_WHAT TO PRODUCE_. Pick out every line in the material below that contains the word "Would", and copy each of those lines in full.

Extracted records:
^^^^
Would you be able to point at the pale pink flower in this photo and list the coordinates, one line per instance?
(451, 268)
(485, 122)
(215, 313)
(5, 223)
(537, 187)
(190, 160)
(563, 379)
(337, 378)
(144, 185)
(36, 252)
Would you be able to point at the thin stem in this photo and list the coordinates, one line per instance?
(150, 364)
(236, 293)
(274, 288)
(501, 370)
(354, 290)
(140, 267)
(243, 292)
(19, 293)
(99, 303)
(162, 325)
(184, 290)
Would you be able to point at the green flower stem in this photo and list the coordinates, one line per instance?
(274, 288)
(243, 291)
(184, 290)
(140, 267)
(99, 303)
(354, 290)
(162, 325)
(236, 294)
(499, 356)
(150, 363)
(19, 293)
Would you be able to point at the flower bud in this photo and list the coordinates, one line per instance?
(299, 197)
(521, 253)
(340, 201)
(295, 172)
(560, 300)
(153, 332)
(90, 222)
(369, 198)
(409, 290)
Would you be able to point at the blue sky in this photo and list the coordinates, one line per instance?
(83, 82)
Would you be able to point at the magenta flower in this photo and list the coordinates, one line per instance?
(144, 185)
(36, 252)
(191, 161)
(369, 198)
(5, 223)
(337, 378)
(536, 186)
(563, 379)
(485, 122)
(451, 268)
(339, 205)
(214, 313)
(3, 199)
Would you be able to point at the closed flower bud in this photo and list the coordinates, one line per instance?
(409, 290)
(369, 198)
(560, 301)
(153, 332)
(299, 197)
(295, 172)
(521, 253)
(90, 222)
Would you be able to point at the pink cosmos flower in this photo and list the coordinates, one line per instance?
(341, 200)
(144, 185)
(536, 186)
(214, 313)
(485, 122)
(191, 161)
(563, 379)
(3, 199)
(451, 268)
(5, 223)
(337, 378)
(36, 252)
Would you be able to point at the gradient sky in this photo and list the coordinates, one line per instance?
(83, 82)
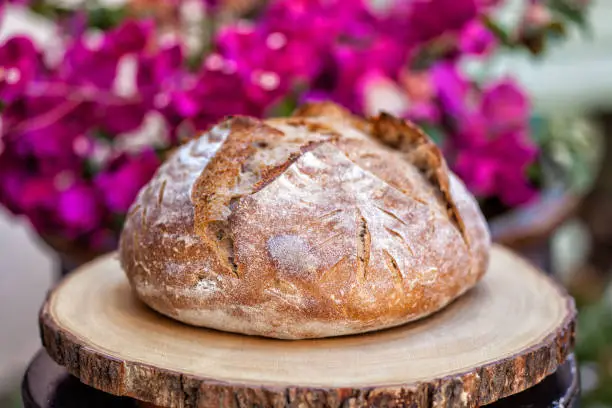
^^^^
_SOLUTION TO THIS EXERCISE_.
Would you be able to point at the pale pink flower in this photo and list the coordinates, one line per instance?
Would you be able to point at the thin stem in this photo and list the coordinates, one line per instance?
Would you be able to point at the green flower stem in this photo and list the coordinates, one line per instance?
Would you be able to point at the flower bud in this photo and list the coordinates, one line per instance?
Would you be able to point at the blue sky in this photo and list the coordinates, one line per instance?
Would you be able to point at the magenta flower in this photo and list the coordinates, one line per instance?
Would you be able to point at the closed flower bud in this photo and list the coordinates, one line per instance?
Would you be able to point at the pink cosmos flower in this photo and list the coordinates, one line per instance?
Would you be able to point at the gradient sky in this photo and list the coordinates, one line per instance?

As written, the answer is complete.